| Written task |
Reproduce exactly, with no other output, every line of the data below from the line containing "Each instance of the blue" to the end, inclusive.

[Stored data]
•••
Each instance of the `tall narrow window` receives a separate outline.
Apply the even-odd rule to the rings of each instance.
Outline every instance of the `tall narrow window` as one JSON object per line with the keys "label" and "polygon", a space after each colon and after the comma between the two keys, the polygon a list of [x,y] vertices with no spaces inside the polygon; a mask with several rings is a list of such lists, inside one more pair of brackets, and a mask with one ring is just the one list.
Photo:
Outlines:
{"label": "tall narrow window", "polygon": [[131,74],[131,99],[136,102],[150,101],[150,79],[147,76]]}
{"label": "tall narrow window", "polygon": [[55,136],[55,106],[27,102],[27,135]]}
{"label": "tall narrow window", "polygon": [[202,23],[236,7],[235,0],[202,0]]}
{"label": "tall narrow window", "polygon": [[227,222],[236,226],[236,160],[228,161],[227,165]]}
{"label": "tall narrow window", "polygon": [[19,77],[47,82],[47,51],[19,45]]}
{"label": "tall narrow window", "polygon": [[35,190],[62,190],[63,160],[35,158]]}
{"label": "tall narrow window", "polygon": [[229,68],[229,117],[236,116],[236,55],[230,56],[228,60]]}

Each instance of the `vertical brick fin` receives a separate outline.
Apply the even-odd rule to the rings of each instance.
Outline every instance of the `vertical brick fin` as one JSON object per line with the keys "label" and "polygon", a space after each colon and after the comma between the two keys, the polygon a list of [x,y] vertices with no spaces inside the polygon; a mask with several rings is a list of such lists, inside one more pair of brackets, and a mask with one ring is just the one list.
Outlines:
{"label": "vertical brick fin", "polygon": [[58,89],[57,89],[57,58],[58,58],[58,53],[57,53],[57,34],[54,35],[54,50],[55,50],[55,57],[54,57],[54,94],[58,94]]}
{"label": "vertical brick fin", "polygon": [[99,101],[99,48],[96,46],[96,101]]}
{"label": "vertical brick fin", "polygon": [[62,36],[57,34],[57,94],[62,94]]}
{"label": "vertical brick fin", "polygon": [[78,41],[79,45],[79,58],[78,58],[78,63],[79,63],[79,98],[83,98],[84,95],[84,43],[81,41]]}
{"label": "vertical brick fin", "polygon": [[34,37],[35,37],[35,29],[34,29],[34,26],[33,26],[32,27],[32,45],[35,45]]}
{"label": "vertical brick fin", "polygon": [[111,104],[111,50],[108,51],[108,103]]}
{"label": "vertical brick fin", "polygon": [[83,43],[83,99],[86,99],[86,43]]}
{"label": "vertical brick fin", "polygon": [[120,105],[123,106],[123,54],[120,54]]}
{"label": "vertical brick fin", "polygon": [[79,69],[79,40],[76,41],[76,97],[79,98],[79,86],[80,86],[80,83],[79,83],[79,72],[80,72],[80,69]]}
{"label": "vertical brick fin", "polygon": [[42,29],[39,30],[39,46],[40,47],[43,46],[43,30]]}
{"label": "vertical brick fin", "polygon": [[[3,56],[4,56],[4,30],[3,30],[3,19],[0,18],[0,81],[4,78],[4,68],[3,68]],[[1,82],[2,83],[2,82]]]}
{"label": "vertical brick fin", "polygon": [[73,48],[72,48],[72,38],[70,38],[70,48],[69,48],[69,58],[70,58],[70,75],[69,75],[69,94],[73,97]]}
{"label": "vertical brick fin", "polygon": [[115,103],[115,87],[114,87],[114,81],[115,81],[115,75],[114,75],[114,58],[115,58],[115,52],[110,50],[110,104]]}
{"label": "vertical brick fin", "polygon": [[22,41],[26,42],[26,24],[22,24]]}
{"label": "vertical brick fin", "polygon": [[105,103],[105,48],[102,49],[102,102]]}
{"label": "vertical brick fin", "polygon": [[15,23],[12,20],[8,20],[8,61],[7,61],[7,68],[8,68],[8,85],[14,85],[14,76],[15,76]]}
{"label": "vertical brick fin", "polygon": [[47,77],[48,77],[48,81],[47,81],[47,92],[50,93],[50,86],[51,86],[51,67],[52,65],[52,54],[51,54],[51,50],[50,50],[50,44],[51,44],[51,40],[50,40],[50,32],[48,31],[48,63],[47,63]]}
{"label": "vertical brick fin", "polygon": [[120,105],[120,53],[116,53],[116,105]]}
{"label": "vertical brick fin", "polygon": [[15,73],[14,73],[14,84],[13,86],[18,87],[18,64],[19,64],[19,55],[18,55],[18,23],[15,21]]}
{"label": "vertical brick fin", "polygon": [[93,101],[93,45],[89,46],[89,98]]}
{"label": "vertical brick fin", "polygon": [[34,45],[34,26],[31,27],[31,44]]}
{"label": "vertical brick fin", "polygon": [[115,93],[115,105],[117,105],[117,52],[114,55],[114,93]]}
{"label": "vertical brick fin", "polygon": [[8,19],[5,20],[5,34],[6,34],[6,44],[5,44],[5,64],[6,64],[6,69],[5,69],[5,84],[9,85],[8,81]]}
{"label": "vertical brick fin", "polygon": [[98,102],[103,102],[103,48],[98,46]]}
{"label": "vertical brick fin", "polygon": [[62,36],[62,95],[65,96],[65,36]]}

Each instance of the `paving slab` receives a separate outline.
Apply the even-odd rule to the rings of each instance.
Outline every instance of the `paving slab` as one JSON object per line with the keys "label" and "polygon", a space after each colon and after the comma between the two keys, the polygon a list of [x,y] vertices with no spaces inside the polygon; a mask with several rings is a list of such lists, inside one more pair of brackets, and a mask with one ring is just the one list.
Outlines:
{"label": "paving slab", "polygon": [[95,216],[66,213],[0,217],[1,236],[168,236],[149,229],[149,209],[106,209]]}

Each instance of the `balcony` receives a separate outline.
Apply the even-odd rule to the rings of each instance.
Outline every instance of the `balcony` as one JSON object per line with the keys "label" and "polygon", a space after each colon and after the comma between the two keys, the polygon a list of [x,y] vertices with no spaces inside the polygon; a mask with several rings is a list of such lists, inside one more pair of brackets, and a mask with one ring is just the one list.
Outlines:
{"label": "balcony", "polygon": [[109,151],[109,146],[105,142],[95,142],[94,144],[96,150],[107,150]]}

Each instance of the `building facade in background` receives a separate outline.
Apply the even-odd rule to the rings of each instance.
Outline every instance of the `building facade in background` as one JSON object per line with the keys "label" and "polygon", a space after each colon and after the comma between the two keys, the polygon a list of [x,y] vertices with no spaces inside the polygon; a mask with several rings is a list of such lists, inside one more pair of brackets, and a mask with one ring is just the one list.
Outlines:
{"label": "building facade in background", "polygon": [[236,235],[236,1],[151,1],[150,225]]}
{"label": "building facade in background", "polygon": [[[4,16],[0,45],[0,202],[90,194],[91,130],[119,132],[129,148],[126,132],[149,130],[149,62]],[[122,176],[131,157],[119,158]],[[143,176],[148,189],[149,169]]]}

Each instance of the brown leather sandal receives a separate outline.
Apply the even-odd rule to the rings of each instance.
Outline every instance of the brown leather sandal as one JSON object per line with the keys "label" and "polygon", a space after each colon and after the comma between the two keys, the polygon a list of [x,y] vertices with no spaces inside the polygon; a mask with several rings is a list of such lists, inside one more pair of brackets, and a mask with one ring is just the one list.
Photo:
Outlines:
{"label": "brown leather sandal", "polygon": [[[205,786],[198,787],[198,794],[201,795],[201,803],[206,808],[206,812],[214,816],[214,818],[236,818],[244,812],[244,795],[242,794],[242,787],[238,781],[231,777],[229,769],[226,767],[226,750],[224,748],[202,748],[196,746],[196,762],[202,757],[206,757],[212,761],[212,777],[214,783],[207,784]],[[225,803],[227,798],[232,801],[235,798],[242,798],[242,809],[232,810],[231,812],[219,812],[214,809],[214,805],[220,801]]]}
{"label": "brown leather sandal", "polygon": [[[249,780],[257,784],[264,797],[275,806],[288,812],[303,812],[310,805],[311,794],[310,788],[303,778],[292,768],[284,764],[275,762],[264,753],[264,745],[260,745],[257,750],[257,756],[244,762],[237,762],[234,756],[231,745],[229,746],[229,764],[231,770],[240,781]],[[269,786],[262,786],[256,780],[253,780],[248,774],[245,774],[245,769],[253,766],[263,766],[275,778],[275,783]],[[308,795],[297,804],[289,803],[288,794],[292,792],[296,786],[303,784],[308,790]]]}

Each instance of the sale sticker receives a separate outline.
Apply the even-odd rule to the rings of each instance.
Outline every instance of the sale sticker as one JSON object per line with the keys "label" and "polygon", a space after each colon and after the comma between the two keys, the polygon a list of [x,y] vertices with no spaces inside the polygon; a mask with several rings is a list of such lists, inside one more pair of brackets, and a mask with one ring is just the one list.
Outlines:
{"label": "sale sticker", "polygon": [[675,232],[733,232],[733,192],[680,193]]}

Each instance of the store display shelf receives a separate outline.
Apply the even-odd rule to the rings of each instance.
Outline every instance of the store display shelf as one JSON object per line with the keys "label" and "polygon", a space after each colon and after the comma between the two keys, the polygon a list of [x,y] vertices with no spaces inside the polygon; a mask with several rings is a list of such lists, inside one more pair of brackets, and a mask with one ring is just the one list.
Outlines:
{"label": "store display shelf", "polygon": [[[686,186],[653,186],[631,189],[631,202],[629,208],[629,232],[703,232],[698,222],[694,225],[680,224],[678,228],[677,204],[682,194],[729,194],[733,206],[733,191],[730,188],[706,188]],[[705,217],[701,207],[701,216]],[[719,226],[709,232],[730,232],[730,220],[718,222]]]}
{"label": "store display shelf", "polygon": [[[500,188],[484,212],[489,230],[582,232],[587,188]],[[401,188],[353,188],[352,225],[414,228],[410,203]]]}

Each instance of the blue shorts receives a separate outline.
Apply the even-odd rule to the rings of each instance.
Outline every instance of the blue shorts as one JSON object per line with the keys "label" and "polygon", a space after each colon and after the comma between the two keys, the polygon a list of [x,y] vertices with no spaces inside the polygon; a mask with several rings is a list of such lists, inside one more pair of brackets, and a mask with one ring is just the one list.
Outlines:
•••
| The response |
Each instance of the blue shorts receives a separate outline.
Apply the even-odd rule to the rings of each instance.
Outline every instance of the blue shorts as one JSON object per line with the keys "label" and "polygon", a space after each colon and after the comma between the two keys, the polygon a list of [x,y] vertices with no spaces inside the polygon; a mask with several rings is a list of such lists, inside one more pair of brackets, and a mask with one ring is just the one list.
Outlines:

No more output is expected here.